→ **What is required**
From the abstract on ferrous(II) phosphate nanoflowers, copy word for word the part that opens with the words containing "3D flower-like ferrous(II)" and closes with "at nanomolar level.".

→ **Passage provided**
↓↓↓

3D flower-like ferrous(II) phosphate nanostructures as peroxidase mimetics for sensitive colorimetric detection of hydrogen peroxide and glucose at nanomolar level.

Ferrous(II) phosphate nanoflowers (Fe3(PO4)2·8H2O NFs) were synthesized by a facial co-precipitation method. The structure, composition and morphology were characterized by XRD, EDX, element mapping and FESEM. The as-prepared Fe3(PO4)2·8H2O NFs exhibited excellent intrinsic peroxidase-like activity. Steady-state kinetic studies showed that Fe3(PO4)2·8H2O NFs exhibited stronger affinities with 3,3,5,5-tetramethylbenzidine (TMB) and H2O2 as the substrates compared with the natural horseradish peroxidase (HRP) and the catalytic constant (kcat) value was even higher than HRP and other reported nanomaterial based peroxidase mimics. The investigation of the catalytic mechanism by cyclic voltammetry, fluorescence spectroscopy and ESR displayed the catalytic activity of Fe3(PO4)2·8H2O NFs originated from the generation of •OH. The Fe3(PO4)2·8H2O NFs also exhibited higher robustness and better storage stability than HRP. Then, a Fe3(PO4)2·8H2O NFs-based colorimetric platform was developed to determine H2O2 and glucose. The linear range of H2O2 and glucose was as broad as 1 × 10-5-2.5 mM and 8 × 10-4-1.2 mM, and the detection limit (LOD) was as low as 5 nM and 35 nM, respectively. This simple assay offered a highly sensitive and specific strategy for H2O2 and glucose determination, which had been successfully utilized for real sample analysis with good reproducibility and accuracy.

↑↑↑

→ **Source data**

↓↓↓

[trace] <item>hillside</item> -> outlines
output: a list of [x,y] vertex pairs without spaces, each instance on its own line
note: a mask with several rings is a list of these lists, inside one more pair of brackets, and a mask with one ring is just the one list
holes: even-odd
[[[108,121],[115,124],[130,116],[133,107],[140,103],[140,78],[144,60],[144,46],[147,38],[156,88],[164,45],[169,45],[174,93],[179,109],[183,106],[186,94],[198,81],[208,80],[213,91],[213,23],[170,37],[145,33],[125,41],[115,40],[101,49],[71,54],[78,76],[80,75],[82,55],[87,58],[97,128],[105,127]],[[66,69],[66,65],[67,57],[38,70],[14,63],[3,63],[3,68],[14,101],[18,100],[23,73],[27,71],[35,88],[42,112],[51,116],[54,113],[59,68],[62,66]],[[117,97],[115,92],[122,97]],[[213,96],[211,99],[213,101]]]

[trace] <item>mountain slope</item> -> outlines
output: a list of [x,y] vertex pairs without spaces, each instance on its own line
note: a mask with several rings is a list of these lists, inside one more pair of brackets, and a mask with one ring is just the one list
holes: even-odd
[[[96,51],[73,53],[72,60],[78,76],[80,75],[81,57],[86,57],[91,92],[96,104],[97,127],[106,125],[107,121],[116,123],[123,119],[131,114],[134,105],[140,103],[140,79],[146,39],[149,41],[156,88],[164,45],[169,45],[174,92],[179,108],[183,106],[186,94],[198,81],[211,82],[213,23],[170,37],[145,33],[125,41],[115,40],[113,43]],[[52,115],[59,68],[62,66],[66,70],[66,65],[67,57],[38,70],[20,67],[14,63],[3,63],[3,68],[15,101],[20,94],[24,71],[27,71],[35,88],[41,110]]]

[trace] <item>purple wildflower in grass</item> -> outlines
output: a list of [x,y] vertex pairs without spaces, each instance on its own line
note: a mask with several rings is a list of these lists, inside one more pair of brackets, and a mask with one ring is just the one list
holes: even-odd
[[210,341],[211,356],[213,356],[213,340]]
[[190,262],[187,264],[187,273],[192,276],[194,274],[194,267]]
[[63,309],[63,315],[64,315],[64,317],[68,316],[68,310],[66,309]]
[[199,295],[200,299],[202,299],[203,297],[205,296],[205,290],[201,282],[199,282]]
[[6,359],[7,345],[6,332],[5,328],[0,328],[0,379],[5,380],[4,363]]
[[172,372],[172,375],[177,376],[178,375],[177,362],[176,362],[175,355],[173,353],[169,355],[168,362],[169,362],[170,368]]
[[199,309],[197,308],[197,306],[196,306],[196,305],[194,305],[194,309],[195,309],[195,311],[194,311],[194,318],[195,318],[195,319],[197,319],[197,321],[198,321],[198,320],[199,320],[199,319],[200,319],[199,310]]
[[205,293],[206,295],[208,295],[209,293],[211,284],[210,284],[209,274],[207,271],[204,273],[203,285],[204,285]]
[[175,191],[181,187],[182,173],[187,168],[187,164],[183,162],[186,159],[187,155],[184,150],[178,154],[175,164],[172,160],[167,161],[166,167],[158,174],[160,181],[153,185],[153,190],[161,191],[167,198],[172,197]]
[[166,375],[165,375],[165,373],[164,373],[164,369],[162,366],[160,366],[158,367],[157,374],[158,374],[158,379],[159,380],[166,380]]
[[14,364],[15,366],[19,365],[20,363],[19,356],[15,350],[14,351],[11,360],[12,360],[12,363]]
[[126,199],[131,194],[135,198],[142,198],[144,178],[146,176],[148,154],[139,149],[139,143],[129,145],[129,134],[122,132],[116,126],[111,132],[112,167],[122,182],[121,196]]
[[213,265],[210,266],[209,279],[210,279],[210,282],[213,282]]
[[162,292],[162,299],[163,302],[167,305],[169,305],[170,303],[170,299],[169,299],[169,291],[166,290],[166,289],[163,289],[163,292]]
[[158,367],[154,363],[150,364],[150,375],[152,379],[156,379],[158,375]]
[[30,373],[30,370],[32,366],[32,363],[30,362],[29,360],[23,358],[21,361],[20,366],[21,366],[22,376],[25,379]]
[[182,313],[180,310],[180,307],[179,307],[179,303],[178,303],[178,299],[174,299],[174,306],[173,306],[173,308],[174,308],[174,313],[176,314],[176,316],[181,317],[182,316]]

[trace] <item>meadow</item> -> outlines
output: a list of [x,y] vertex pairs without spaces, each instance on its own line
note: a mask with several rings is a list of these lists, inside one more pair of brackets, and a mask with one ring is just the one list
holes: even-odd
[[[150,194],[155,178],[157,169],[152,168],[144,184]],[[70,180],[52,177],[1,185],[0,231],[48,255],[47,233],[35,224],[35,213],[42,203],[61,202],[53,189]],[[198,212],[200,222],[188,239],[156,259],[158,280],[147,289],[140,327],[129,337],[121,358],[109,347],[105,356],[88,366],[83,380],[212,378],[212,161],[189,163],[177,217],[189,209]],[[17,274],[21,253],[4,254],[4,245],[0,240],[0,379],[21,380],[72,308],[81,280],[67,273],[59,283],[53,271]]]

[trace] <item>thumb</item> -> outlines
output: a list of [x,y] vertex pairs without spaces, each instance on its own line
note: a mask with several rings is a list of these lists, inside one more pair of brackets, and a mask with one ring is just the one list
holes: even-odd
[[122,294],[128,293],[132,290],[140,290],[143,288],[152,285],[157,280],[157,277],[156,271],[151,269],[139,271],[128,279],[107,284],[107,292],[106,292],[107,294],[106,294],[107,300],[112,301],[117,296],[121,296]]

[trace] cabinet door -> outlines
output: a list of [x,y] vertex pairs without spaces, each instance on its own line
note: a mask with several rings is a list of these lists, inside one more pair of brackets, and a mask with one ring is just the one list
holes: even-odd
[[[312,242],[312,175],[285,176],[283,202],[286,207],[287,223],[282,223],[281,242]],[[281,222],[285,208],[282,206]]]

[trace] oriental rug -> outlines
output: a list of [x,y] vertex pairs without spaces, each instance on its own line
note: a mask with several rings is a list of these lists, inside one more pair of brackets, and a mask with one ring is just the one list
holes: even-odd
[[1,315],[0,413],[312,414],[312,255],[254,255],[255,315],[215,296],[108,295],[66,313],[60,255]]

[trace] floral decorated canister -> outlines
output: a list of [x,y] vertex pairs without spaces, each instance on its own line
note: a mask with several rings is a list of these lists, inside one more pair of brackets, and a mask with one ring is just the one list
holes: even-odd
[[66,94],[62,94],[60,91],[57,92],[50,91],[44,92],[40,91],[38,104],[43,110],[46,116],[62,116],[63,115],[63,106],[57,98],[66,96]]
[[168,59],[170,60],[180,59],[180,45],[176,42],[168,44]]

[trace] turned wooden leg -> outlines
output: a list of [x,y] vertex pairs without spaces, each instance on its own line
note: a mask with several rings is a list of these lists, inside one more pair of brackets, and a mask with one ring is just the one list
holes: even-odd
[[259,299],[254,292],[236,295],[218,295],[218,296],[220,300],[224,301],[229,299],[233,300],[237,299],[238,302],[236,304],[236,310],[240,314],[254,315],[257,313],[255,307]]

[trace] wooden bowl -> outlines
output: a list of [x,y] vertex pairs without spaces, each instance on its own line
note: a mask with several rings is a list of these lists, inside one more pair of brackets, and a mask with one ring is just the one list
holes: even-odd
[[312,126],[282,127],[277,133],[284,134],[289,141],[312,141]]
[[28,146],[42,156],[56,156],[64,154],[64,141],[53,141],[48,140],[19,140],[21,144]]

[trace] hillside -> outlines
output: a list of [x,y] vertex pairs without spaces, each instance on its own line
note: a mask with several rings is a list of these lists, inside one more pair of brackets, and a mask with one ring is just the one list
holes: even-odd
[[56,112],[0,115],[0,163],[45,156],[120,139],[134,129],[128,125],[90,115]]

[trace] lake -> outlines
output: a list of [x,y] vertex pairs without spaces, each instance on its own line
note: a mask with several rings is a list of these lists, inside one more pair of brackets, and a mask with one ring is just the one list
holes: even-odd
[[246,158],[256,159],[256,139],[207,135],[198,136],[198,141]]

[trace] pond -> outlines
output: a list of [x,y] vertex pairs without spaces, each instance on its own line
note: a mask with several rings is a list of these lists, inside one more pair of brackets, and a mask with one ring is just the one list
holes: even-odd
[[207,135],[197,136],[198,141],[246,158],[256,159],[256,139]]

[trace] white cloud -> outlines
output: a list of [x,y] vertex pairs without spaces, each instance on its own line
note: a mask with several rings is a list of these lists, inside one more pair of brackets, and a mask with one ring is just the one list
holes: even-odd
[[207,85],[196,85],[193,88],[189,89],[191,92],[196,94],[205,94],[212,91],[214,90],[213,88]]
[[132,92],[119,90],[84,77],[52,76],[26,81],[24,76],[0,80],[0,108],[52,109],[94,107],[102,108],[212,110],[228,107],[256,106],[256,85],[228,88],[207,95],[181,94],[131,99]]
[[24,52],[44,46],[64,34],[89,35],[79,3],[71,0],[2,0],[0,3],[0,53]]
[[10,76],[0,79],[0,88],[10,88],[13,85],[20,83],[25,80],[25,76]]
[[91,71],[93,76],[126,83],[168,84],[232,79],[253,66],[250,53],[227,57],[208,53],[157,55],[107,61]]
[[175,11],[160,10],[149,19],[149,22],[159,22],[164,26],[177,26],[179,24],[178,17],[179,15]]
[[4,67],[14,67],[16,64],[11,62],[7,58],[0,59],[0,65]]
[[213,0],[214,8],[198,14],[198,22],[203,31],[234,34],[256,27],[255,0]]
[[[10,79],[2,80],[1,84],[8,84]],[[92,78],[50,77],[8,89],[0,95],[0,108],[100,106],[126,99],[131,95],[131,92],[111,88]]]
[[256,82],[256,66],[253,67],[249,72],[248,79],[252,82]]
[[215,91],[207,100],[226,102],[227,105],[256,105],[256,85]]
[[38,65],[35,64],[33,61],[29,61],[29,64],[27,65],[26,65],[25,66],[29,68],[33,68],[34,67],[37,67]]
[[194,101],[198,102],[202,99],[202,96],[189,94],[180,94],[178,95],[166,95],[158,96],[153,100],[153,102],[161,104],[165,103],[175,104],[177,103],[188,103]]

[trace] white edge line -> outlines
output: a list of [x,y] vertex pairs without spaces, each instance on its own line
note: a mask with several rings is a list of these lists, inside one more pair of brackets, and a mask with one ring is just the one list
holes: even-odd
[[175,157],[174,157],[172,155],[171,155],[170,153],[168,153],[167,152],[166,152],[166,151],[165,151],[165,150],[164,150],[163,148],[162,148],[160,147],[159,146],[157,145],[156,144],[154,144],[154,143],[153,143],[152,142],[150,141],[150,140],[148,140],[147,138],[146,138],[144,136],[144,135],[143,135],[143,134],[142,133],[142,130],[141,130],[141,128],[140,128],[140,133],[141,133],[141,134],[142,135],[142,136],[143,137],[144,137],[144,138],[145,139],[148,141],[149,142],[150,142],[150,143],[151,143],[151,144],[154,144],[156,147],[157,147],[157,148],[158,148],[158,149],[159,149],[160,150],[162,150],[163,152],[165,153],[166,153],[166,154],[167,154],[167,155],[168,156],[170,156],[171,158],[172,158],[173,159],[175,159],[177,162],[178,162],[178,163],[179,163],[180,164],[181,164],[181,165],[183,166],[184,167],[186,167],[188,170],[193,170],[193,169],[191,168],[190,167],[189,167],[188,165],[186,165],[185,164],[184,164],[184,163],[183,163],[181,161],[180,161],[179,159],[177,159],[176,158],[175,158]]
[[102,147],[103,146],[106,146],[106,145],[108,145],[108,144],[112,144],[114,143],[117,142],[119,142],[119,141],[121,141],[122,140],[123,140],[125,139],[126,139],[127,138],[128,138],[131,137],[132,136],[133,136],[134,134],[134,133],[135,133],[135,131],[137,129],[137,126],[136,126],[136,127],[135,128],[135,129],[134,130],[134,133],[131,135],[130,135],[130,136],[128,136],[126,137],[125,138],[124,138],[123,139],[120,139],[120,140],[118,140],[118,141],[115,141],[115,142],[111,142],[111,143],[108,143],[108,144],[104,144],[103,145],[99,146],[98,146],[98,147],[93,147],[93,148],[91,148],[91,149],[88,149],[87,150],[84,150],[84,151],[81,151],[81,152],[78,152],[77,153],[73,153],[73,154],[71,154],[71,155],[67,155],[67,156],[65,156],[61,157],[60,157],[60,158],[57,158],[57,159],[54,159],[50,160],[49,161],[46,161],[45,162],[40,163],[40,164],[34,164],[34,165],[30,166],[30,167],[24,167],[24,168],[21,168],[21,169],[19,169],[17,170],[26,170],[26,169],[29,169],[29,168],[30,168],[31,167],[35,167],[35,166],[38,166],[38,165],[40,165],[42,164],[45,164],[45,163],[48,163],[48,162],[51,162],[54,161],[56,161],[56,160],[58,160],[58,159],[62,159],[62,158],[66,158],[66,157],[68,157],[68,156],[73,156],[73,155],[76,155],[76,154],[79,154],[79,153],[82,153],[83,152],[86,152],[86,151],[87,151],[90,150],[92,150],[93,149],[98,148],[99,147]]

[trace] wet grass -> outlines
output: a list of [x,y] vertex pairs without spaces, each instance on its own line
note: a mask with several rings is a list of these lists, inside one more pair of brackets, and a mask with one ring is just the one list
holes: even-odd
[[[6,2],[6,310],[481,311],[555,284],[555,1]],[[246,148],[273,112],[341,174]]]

↑↑↑

→ **Reply to the exercise**
3D flower-like ferrous(II) phosphate nanostructures as peroxidase mimetics for sensitive colorimetric detection of hydrogen peroxide and glucose at nanomolar level.